- _Document_:
These being the facts, the question is whether there is any case against the defenders as having a duty towards the pursuer, as being on board in circumstances making them responsible to give safe conduct.
Now the circumstances do not, in my opinion, disclose two important facts which are necessary to the pursuer's case. The pursuer has not made out that it was necessary for her to go on board at all. Bringing her husband's clean clothes was quite a legitimate proceeding; but they might have been delivered by hailing the deck hand on duty and handing them to him. I cannot hold that she had any right to go on board, or any invitation to do so. This is on the assumption that she did go on board with the clothes. But in point of fact her husband got men from the vessel to go on shore and carry the clothes to his cabin. The pursuer had brought them in a cab. There was a box and a bag, and she could not have carried them on board.

Records from a point-labeling set

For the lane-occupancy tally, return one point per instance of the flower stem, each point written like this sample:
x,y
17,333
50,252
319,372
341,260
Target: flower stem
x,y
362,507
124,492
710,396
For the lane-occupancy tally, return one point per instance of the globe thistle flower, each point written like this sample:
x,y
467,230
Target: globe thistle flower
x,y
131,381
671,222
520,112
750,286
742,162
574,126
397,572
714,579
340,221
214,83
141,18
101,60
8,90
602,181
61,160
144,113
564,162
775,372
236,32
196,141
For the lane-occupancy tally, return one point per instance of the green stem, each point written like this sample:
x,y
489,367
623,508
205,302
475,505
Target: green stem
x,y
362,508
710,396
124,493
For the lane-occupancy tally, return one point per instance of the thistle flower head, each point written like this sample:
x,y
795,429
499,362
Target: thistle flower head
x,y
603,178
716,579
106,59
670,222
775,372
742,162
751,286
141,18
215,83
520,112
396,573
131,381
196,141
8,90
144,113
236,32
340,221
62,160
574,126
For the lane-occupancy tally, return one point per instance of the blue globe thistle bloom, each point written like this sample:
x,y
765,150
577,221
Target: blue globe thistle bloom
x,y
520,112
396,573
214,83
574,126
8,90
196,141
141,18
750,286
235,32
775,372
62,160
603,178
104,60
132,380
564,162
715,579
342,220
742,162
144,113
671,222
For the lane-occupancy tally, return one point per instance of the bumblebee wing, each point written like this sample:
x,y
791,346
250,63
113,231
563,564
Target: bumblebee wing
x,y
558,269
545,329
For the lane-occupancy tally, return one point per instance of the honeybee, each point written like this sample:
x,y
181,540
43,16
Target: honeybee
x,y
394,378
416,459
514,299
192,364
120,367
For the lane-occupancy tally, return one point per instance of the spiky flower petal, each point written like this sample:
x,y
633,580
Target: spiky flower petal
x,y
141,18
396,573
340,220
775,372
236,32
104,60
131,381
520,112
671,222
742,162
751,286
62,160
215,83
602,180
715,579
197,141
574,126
---
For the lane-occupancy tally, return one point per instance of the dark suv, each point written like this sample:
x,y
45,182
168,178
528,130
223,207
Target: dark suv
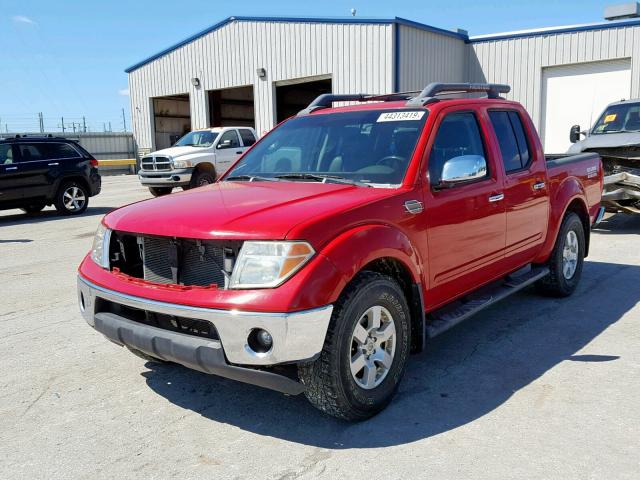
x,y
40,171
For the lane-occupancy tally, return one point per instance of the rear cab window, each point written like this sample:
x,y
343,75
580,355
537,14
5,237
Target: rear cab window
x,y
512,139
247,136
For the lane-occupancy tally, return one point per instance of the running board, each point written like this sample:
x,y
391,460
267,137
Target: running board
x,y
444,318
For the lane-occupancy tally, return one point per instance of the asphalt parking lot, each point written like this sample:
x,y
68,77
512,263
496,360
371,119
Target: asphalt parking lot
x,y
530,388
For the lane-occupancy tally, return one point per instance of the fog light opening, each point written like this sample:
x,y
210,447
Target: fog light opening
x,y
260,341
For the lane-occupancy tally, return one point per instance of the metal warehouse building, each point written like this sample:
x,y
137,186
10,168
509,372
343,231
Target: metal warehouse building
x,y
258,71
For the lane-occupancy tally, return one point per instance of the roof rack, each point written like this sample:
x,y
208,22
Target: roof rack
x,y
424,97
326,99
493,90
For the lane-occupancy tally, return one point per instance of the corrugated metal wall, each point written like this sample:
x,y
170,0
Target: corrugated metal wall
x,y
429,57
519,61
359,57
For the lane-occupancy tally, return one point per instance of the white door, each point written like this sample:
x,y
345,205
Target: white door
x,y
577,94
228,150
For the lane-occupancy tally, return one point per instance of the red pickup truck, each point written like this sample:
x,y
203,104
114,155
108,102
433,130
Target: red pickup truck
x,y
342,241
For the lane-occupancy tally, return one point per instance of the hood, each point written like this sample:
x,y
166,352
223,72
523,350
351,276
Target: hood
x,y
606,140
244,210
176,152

- _Objectives_:
1) In the opinion, who carried the clothes to the husband's cabin?
2) Write out the portion of the opinion between "Now the circumstances" and "them on board.", inclusive.
3) Why does the opinion hold that the pursuer had not shown it was necessary for her to go on board?
Please answer from the opinion alone.

- _Task results_:
1) Men from the vessel, whom her husband got to go on shore.

2)
Now the circumstances do not, in my opinion, disclose two important facts which are necessary to the pursuer's case. The pursuer has not made out that it was necessary for her to go on board at all. Bringing her husband's clean clothes was quite a legitimate proceeding; but they might have been delivered by hailing the deck hand on duty and handing them to him. I cannot hold that she had any right to go on board, or any invitation to do so. This is on the assumption that she did go on board with the clothes. But in point of fact her husband got men from the vessel to go on shore and carry the clothes to his cabin. The pursuer had brought them in a cab. There was a box and a bag, and she could not have carried them on board.

3) Bringing her husband's clean clothes was legitimate, but she could have delivered them by hailing the deck hand on duty and handing them to him. The opinion also notes that men from the vessel actually carried the clothes to the cabin, and that she could not have carried the box and bag on board herself.